> Explore the material:
1. List the three parts that make up a neuron according to the neuron text below.
2. In the neuron text below, what are the gaps between adjacent Schwann cells in the myelin sheath called?
3. Extend the text on the neuron below, starting after its final sentence.

====== Reading text ======

The neuron is composed of dendrites, a cyton, and an axon (fig. 1-42). The dendrites are thin receptive branches, and vary greatly in size, shape, and number with different types of neurons. They serve as receptors, conveying impulses toward the cyton. The cyton is the cell body containing the nucleus. The single, thin extension of the cell outward from the cyton is called the axon. It conducts impulses away from the cyton to its terminal branches, which transmit the impulses to the dendrites of the next neuron.

Large axons of the peripheral nerves are commonly enclosed in a sheath, called neurilemma, composed of Schwann cells (fig. 1-42). Schwann cells wrap around the axon and act as an electrical insulator.

Figure 1-42.-The neuron and its parts.

The membranes of the Schwann cell are composed largely of a lipid-protein called myelin, which forms a myelin sheath on the outside of an axon. The myelin sheath has gaps between adjacent Schwann cells called nodes of Ranvier. Nerve cells without Schwann cells also lack myelin and neurilemma sheaths.

====== Supplied entries ======

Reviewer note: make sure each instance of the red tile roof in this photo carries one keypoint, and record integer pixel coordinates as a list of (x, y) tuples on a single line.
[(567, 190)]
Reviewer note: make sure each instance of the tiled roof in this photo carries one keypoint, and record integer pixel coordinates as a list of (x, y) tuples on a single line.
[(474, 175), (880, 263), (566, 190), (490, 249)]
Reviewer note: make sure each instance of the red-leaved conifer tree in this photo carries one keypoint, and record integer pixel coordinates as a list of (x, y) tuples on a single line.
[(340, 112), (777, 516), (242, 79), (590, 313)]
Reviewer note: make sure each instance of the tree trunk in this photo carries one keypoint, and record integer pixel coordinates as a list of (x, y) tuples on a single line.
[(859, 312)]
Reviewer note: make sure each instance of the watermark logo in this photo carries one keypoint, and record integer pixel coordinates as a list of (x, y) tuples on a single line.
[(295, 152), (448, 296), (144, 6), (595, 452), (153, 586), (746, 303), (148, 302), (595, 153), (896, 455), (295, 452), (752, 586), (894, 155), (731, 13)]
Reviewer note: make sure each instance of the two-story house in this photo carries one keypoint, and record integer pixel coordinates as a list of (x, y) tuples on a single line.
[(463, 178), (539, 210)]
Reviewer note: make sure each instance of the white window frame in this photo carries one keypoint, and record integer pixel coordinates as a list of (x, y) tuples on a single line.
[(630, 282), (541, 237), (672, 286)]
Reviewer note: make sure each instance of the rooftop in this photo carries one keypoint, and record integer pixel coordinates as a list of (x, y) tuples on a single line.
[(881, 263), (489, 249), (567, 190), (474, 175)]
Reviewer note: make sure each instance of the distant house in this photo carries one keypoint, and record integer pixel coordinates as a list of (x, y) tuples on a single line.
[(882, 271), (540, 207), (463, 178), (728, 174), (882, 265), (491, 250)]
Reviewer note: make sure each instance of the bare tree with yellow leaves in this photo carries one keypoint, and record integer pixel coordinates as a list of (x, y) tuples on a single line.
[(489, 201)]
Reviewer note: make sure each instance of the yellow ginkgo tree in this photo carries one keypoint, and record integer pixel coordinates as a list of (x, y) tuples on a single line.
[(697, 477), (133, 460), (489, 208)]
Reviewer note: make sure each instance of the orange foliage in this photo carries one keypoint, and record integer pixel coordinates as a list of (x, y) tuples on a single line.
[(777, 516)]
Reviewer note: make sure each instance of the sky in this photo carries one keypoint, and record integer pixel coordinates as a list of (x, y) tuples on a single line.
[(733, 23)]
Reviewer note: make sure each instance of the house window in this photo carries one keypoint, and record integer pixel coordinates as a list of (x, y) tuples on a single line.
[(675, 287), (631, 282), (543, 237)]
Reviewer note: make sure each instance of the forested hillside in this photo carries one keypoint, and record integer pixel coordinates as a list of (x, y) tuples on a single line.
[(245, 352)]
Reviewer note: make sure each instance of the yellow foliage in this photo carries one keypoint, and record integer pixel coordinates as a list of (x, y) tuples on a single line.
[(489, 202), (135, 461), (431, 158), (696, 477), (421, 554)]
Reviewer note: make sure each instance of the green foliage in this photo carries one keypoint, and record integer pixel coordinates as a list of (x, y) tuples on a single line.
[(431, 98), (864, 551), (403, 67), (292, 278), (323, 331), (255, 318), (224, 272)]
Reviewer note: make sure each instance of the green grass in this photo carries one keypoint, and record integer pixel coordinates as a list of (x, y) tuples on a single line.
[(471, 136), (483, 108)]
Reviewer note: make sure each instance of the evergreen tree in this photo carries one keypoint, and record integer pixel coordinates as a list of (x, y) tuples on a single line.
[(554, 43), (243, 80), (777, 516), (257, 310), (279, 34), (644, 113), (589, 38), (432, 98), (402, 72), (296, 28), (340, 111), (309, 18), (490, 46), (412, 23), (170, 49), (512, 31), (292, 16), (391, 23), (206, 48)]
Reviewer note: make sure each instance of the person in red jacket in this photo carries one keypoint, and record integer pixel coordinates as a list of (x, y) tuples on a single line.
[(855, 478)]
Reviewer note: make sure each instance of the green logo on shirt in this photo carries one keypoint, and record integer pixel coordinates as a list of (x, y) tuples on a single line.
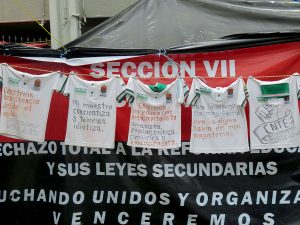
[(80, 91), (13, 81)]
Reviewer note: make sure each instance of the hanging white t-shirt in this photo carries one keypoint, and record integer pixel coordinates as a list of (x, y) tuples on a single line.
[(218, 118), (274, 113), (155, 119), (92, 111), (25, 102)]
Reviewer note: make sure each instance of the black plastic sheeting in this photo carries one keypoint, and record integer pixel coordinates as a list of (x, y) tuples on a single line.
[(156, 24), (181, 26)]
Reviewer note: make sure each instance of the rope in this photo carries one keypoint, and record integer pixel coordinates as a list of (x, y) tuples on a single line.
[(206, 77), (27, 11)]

======
====== Supplied entries ======

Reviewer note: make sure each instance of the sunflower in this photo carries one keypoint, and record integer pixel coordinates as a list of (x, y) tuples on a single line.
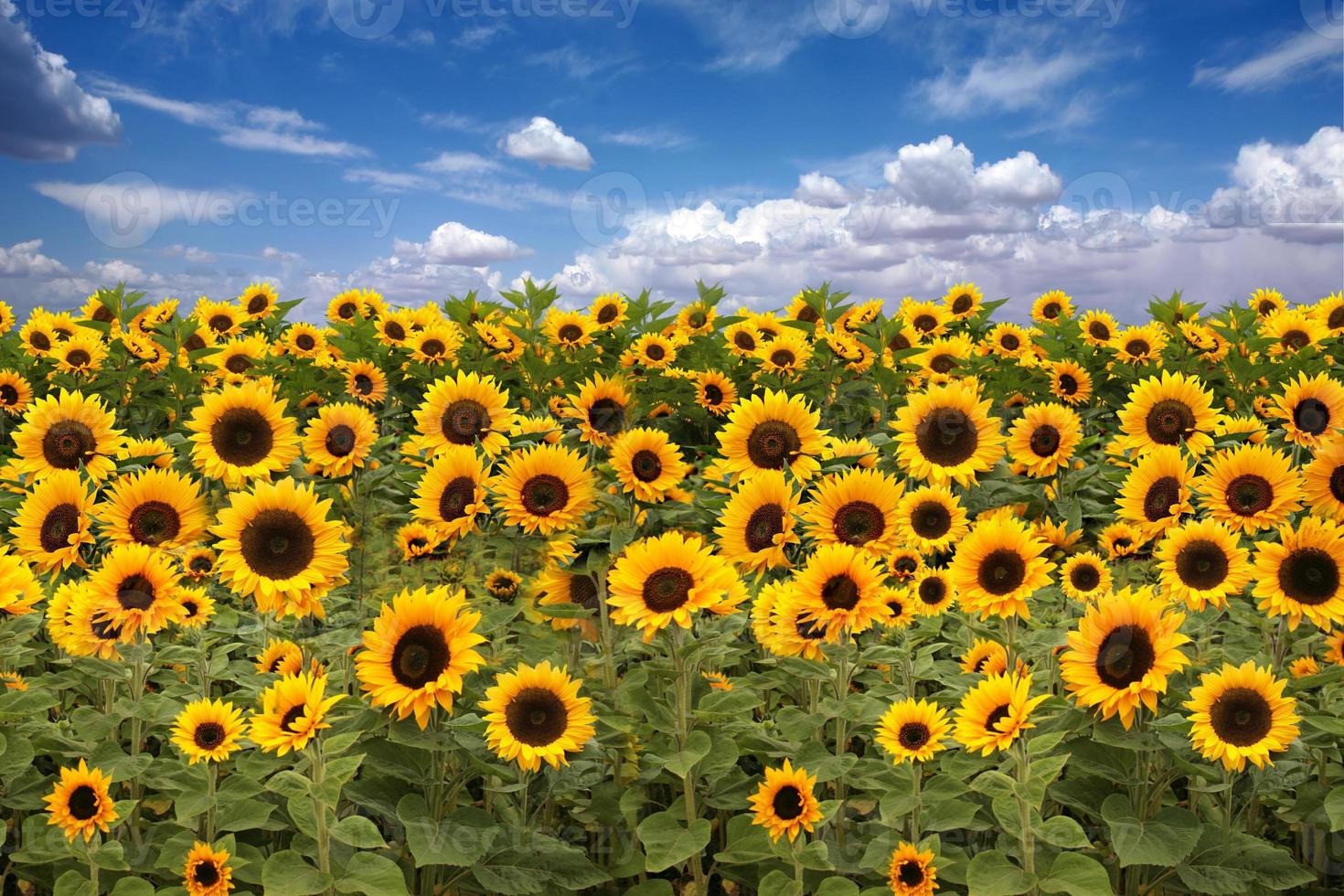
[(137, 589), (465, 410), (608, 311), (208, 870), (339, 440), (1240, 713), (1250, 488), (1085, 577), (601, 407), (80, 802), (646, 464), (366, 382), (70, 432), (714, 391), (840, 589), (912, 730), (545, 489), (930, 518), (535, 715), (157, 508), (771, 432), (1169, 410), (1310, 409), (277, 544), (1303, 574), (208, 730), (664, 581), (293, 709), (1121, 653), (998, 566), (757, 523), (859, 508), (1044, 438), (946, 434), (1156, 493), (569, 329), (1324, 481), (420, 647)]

======

> Results:
1. Dendrites, cyton, axon

2. Nodes of Ranvier

3.
IMPULSE TRANSMISSION
When dendrites receive a sufficiently strong stimulus, a short and rapid change in electrical charge, or polarity, of the neuron is triggered. Sodium ions rush through the plasma membrane into the cell, potassium ions leave, and an electrical impulse is formed, which is conducted toward the cyton. The cyton receives the impulse and transmits it to the terminal filaments of the axon. At this point a chemical transmitter such as acetylcholine is released into the synapse, a space between the axon of the activated nerve and the dendrite receptors of another neuron. This chemical transmitter activates the next nerve. In this manner, the impulse is passed from neuron to neuron down the nerve line to a central area at approximately the speed of a bullet.

Almost immediately after being activated, the chemical transmitter in the synapse is neutralized by the enzyme acetylcholinesterase, and the first neuron returns to its normal state by pumping out the sodium ions and drawing potassium ions back in through the plasma membrane. When these actions are completed, the nerve is ready to be triggered again. Aparticularly strong stimulus will cause the nerve to fire in rapid succession, or will trigger many other neurons, thus giving a feeling of intensity to the perceived sensation.